Task details –
Below are entries to be transcribed exactly; exclude the pictures from the copy.

Data extracts –
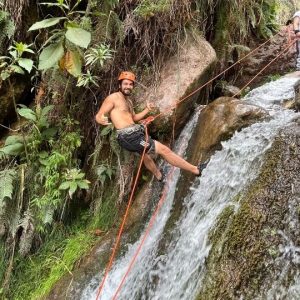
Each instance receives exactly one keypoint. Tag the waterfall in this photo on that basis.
(176, 271)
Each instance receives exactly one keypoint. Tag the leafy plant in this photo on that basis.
(15, 63)
(74, 179)
(104, 172)
(69, 31)
(98, 55)
(7, 27)
(7, 177)
(86, 79)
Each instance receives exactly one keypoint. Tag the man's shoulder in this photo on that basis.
(113, 96)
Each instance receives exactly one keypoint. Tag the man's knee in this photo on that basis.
(162, 149)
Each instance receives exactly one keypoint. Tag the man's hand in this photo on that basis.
(104, 120)
(150, 106)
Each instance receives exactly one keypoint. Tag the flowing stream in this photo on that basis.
(175, 271)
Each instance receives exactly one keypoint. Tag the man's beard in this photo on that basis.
(126, 92)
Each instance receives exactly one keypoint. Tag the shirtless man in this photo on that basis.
(296, 28)
(131, 136)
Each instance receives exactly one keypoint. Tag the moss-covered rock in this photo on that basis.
(247, 255)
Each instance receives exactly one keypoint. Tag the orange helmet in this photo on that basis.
(127, 75)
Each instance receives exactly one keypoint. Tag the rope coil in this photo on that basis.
(161, 201)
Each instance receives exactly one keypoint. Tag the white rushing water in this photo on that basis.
(175, 272)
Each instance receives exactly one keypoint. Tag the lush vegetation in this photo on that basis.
(57, 166)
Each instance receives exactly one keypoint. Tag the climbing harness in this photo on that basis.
(165, 190)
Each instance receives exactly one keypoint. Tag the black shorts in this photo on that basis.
(133, 139)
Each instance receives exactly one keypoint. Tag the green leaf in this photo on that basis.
(6, 183)
(106, 130)
(26, 64)
(17, 69)
(100, 170)
(64, 186)
(83, 184)
(14, 149)
(27, 113)
(78, 36)
(4, 75)
(47, 109)
(13, 139)
(73, 63)
(73, 188)
(45, 23)
(50, 56)
(49, 133)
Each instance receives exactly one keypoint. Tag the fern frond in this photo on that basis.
(7, 177)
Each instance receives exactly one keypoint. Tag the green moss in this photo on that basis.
(244, 241)
(34, 276)
(149, 8)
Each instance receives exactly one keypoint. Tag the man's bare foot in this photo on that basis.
(158, 175)
(202, 166)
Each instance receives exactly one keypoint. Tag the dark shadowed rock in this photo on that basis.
(220, 119)
(254, 253)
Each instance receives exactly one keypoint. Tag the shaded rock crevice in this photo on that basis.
(248, 246)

Solution for this exercise –
Each instance receives exactly one keypoint. Tag the waterfall in this photo on that basis.
(176, 271)
Each instance receives exactly one keypoint. Tag the leafy plant in this photo on that basis.
(15, 63)
(74, 179)
(104, 172)
(69, 31)
(98, 55)
(7, 27)
(7, 177)
(86, 79)
Each instance receives exactly one keypoint. Tag the man's shoulder in this photo on that basis.
(113, 96)
Each instance receives exactly one keypoint. Tag the man's knee in this photo on that basis.
(162, 149)
Each instance receives exactly one keypoint. Tag the man's hand in this photo on that basis.
(104, 120)
(150, 106)
Each instance receives exactly one keypoint. Tag the flowing stream in this photo on that basis.
(175, 271)
Each instance receives exactly one keypoint. Tag the man's beard in this photo on that basis.
(126, 92)
Each instance receives exactly one keypoint. Tag the shirtless man in this photo on that basis.
(296, 28)
(131, 136)
Each instance receives exactly one keypoint. Tag the moss-covered rock in this photo on that basis.
(247, 255)
Each instance receives exactly one keypoint. Tag the orange helmet in this photo on that basis.
(127, 75)
Each instance receives exactly one keypoint. Tag the rope coil in this photo on that basis.
(161, 201)
Each instance receives exactly one keypoint. Tag the white rushing water in this photo on that basis.
(175, 272)
Each instance receives exactly one keypoint. Tag the lush vegetation in this photo on that basis.
(57, 166)
Each instance receives exactly one keypoint. Tag the climbing harness in this photo on that basis.
(165, 190)
Each instance receives exactly one keypoint. Tag the black shorts in this photo on that basis.
(133, 139)
Each instance receives exactly one keypoint. Tag the green leaf in this photo on that basis.
(6, 183)
(106, 130)
(26, 64)
(17, 69)
(100, 170)
(64, 186)
(83, 184)
(14, 149)
(27, 113)
(78, 36)
(4, 75)
(47, 109)
(13, 139)
(73, 63)
(73, 188)
(45, 23)
(50, 56)
(49, 133)
Each instance receives exactly one keypoint. Tag the fern frond in this photo on that basis.
(7, 177)
Each instance receives exactly one keypoint. Tag the green moss in this photo on that basis.
(244, 241)
(34, 276)
(149, 8)
Each instance receives exactly one keypoint. Tag the man's bare foot in this photo on that basis.
(158, 175)
(202, 166)
Each instance receives exactly one keypoint. Tag the dark shadowed rock in this photo on that basis.
(220, 119)
(254, 253)
Each instance receives exactly one keypoint. Tag the shaded rock crevice in this photo on that basis.
(248, 246)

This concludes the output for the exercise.